> **EXERCISE OBJECTIVE**
How many lines in the rows below contain the word "every"? Case matters; reply with the number alone.

> **RECORDS**

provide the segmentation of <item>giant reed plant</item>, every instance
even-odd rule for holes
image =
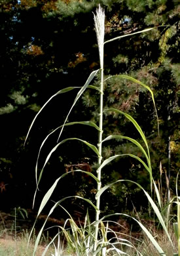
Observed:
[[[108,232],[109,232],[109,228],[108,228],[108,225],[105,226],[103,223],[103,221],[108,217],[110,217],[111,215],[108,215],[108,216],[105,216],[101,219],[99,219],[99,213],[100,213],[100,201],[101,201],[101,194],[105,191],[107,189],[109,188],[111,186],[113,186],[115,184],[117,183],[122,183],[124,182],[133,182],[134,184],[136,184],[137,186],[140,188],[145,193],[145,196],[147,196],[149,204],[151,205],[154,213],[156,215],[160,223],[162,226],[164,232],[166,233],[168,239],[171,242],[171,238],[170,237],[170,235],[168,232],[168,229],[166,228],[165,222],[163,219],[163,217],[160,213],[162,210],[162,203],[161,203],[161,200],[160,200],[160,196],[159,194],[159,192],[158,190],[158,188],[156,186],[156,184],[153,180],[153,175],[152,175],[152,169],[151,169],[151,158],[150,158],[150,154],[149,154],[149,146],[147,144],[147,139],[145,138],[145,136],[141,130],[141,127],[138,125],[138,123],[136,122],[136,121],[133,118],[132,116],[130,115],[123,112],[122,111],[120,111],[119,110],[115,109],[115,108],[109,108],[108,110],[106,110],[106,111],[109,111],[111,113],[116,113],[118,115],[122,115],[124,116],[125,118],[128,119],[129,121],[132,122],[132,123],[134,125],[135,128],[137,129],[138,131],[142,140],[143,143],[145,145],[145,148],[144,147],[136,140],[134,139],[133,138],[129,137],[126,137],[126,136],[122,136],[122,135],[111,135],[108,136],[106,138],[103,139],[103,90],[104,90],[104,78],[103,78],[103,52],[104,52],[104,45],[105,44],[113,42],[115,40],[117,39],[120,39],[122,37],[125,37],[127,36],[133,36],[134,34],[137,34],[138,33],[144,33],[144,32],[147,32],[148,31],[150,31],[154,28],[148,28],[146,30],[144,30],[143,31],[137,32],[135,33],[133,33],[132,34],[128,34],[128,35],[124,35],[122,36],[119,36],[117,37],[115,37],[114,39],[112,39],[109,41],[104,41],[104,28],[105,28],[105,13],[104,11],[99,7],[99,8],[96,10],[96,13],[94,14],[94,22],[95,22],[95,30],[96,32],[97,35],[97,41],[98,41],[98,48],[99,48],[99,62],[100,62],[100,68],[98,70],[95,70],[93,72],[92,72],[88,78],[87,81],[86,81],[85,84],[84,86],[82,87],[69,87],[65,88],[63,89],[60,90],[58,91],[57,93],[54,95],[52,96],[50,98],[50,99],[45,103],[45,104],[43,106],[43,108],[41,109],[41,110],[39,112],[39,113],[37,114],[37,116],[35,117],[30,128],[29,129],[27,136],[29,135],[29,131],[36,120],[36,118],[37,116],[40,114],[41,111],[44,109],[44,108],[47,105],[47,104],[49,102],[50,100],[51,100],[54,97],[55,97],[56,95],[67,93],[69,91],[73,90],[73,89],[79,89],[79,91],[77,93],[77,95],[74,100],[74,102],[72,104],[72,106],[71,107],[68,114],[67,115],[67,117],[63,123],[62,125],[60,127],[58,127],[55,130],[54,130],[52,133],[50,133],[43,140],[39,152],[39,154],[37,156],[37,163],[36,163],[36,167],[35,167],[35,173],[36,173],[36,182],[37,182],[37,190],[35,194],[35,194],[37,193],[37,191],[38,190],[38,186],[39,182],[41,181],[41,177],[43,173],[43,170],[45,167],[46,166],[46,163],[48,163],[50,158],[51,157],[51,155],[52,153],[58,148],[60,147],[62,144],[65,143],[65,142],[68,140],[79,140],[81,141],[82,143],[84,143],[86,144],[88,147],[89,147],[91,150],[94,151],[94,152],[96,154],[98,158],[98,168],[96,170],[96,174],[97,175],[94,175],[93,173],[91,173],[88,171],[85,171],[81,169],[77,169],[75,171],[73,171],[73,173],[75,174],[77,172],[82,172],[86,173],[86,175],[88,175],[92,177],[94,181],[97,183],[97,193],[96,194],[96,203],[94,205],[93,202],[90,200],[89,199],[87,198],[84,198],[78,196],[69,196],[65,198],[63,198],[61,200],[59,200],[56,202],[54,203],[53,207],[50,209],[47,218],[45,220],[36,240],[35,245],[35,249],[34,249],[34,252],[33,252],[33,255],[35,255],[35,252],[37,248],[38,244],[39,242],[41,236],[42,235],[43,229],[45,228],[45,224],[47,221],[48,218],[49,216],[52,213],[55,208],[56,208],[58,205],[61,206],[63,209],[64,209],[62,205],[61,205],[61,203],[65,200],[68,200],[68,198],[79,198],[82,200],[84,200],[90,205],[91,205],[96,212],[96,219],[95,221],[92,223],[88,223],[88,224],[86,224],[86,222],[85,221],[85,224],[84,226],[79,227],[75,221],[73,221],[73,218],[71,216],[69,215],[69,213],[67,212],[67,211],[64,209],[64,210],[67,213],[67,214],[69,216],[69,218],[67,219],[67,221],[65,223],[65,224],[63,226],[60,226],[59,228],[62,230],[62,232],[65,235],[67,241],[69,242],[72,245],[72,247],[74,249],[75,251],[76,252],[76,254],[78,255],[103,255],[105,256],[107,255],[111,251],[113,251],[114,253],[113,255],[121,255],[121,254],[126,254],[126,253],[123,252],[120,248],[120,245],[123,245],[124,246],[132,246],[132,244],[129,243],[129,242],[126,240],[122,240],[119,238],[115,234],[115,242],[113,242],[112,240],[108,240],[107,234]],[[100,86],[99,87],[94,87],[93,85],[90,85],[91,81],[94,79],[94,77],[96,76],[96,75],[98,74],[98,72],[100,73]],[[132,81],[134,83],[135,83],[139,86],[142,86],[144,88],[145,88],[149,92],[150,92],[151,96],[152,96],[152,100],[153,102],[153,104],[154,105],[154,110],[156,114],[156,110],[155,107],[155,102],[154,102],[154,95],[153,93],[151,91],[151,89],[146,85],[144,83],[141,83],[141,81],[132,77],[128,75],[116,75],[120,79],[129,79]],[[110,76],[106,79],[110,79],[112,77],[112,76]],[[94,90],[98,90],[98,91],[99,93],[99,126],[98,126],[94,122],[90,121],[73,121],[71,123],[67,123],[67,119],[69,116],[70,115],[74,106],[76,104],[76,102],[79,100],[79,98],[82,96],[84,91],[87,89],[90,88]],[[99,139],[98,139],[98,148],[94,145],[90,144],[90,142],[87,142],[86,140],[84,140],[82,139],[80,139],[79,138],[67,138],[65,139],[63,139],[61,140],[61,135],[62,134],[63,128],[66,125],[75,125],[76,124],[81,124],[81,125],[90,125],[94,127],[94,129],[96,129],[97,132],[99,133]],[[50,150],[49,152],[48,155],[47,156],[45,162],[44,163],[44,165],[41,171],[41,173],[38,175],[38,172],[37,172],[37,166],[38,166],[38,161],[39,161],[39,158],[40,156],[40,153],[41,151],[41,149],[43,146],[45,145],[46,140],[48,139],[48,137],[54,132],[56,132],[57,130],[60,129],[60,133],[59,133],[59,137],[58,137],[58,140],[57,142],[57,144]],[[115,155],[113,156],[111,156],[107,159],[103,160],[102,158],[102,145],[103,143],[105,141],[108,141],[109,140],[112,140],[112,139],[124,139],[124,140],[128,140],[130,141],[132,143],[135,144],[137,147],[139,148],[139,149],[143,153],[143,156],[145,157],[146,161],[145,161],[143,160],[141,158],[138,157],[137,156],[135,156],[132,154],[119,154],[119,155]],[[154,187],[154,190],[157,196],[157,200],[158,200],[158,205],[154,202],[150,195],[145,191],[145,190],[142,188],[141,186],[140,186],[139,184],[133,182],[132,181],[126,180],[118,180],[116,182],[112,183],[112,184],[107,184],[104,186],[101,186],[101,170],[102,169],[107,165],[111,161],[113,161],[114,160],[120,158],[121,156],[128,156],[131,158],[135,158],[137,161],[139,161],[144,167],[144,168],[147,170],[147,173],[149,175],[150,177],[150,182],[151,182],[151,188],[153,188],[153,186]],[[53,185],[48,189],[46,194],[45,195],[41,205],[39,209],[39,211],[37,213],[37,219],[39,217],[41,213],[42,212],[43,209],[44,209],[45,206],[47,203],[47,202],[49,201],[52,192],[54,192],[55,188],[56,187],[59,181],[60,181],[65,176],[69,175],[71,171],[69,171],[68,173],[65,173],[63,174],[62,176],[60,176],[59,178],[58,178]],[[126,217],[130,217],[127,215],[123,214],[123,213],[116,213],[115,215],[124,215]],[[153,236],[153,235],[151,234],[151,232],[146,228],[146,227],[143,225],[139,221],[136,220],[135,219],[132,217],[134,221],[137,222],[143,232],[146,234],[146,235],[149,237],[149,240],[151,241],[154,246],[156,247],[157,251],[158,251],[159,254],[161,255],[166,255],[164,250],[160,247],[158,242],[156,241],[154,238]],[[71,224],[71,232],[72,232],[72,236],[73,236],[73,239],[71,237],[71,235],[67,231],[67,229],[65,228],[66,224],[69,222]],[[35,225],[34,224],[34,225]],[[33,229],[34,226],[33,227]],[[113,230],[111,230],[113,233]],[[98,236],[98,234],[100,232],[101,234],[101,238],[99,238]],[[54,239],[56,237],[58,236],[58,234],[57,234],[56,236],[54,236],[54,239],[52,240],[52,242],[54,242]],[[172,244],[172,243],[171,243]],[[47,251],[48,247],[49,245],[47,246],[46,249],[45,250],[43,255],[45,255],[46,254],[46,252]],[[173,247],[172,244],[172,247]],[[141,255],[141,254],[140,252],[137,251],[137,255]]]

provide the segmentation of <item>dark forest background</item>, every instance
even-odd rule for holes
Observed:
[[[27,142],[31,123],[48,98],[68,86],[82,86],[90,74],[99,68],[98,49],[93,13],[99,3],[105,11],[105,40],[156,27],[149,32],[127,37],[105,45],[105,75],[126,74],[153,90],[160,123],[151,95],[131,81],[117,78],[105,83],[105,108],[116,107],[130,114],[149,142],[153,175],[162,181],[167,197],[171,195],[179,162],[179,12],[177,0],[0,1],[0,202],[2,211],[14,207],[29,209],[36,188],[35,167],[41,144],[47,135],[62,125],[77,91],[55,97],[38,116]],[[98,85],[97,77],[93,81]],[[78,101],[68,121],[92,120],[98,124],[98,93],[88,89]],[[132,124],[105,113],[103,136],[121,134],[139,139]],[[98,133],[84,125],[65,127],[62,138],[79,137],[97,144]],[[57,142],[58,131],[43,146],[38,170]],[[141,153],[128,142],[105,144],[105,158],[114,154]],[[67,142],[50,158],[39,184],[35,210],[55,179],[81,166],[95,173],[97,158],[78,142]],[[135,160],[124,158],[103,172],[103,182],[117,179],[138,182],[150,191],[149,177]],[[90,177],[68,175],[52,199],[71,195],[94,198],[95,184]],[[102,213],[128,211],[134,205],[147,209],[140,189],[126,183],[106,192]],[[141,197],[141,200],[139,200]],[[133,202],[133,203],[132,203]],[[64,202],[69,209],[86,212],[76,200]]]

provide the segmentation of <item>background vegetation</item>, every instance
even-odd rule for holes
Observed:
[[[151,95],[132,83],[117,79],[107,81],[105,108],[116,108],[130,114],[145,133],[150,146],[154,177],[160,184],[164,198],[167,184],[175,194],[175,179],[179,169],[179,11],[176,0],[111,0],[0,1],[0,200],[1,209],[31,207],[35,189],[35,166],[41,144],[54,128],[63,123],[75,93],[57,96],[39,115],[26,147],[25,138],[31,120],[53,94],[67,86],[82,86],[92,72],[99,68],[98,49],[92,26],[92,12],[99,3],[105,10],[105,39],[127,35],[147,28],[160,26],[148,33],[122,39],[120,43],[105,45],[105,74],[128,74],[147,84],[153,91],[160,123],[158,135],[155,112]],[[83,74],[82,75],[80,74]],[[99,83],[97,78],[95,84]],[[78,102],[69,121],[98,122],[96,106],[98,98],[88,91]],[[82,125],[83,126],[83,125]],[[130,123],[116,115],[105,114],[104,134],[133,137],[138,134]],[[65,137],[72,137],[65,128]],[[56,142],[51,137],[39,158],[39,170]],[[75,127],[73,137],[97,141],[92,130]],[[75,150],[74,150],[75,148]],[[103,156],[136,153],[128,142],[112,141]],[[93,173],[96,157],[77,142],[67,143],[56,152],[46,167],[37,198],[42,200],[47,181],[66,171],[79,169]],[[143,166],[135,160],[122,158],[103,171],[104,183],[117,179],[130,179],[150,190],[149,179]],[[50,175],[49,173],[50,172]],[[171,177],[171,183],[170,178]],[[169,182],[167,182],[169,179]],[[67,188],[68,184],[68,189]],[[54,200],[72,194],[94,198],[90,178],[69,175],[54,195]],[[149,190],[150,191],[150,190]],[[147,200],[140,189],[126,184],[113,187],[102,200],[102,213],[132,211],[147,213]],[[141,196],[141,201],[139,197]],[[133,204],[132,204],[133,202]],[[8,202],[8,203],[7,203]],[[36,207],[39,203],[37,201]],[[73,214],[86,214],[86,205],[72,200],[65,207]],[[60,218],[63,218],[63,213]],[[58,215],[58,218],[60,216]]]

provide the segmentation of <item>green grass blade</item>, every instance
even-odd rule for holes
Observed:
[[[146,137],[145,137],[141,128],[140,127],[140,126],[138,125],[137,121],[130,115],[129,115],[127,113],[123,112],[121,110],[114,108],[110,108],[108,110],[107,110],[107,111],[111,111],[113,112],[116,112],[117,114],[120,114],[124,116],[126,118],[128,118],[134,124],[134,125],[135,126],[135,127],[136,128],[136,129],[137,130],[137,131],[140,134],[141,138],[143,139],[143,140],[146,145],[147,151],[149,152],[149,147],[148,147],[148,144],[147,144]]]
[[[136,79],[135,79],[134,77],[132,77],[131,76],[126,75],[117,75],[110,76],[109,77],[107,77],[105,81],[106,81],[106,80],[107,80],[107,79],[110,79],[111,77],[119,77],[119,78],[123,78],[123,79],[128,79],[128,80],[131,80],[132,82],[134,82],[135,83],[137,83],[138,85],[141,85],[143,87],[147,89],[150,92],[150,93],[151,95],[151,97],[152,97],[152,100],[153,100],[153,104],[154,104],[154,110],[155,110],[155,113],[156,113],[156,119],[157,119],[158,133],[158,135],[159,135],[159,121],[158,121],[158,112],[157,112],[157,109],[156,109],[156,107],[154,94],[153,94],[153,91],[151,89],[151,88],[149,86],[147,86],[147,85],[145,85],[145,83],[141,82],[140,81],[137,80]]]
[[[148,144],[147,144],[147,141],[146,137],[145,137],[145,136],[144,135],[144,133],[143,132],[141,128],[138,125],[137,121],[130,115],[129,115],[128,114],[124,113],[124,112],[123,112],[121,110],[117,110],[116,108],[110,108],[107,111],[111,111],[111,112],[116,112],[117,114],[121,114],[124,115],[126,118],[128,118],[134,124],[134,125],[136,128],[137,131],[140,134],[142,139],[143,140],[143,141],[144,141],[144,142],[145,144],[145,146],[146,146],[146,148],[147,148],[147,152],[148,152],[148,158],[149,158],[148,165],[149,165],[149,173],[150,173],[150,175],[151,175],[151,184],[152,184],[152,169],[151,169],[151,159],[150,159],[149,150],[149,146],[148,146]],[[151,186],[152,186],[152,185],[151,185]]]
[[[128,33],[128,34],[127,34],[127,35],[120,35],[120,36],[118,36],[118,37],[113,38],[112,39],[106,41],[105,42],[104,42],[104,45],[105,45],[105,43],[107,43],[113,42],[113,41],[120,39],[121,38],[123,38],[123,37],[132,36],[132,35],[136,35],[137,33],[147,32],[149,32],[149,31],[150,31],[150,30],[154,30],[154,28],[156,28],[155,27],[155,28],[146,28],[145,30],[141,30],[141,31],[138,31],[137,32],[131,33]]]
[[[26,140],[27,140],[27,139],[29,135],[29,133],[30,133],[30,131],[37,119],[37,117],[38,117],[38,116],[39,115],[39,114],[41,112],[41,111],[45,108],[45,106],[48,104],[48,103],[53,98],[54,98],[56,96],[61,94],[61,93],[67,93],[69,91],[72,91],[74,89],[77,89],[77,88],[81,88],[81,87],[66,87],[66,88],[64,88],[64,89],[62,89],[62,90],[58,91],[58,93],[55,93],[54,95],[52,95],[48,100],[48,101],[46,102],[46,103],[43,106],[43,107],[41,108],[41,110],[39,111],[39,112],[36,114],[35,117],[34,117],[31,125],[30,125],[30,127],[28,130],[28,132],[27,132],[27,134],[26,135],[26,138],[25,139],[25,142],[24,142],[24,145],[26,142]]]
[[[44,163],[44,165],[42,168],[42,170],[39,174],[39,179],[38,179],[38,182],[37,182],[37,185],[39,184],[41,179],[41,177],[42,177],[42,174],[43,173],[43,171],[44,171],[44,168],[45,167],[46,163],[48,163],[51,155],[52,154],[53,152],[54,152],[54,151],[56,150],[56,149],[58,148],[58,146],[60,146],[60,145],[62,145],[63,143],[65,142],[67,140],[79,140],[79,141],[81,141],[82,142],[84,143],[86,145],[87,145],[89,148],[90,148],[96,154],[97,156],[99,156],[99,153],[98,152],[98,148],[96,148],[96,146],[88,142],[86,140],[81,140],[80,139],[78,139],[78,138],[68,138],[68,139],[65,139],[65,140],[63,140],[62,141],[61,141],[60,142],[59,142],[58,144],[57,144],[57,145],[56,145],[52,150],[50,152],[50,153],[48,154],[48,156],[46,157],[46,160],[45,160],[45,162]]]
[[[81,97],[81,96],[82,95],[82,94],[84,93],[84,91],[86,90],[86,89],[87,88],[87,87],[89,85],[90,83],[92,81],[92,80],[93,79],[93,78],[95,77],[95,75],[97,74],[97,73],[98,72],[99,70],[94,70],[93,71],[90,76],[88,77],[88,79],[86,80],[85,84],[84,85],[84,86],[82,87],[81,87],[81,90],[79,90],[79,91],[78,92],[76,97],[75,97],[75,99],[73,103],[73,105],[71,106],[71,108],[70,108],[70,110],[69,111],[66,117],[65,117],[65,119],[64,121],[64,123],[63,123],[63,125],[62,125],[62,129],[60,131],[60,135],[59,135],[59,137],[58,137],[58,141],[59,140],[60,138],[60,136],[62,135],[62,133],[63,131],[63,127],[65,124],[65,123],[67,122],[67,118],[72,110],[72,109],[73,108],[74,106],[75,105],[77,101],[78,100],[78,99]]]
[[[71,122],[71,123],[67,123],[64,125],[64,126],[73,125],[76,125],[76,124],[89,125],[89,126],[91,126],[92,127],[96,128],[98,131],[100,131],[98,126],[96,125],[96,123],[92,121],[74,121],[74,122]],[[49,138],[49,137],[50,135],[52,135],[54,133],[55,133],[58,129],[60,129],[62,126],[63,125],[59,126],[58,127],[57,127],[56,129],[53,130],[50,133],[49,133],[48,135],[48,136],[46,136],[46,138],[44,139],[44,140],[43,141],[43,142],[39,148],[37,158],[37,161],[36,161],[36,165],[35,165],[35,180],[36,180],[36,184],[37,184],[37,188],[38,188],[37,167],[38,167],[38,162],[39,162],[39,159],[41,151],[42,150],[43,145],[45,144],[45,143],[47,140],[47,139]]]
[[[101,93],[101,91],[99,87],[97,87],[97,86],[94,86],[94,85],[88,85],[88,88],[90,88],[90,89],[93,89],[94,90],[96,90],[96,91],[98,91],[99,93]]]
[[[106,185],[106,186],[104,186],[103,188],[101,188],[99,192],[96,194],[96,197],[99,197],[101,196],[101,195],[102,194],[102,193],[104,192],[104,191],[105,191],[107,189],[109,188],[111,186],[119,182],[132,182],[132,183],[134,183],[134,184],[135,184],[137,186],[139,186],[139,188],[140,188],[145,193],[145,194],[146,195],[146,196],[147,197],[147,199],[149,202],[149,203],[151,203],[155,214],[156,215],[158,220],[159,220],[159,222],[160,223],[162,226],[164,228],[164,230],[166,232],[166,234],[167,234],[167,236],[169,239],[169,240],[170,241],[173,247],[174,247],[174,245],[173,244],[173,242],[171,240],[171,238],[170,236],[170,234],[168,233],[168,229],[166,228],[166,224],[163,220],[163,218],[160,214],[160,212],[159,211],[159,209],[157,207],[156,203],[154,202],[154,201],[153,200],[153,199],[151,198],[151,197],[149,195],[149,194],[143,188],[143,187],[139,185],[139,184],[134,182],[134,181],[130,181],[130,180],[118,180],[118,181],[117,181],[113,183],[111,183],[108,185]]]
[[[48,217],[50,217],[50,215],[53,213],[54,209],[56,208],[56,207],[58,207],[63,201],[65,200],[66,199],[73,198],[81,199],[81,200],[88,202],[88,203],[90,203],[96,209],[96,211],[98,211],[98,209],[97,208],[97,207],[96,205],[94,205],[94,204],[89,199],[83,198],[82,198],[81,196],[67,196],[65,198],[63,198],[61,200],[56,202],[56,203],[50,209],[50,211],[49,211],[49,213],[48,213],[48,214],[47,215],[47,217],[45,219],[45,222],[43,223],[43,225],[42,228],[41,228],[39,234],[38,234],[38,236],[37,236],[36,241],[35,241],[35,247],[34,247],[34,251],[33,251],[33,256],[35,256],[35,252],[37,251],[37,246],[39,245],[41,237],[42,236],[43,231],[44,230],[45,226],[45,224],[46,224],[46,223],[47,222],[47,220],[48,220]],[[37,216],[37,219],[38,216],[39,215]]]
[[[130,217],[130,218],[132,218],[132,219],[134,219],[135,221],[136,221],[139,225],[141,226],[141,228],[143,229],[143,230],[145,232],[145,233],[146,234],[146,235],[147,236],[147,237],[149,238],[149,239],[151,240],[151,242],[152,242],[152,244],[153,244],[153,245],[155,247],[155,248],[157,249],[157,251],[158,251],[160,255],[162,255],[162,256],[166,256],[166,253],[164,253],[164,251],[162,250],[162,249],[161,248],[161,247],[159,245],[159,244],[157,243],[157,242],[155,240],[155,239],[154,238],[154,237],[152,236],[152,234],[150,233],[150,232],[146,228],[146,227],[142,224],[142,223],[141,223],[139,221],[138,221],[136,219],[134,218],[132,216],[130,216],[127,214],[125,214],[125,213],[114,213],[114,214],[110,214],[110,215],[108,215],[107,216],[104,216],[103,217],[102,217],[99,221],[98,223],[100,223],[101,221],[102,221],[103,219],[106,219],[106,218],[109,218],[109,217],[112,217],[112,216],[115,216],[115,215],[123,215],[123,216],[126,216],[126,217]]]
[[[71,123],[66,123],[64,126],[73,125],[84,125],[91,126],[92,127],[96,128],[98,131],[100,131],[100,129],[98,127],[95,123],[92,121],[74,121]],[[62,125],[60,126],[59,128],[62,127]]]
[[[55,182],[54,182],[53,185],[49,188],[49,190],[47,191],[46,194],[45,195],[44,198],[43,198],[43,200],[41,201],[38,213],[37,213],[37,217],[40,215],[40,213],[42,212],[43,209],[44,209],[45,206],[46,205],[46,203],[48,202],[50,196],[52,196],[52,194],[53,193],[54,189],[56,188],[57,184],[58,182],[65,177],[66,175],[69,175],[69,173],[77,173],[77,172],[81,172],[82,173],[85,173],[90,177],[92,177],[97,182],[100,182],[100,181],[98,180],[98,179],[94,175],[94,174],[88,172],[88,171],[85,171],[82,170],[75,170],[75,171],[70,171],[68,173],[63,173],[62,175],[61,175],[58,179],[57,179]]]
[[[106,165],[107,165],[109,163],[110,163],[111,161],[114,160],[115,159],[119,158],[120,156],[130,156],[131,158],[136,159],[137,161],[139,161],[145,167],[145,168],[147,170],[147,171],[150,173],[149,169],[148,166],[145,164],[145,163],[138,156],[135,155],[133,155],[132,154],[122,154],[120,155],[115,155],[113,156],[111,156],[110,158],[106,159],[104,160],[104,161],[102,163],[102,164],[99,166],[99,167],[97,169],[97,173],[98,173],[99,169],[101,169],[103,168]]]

> **COMPLETED EXERCISE**
4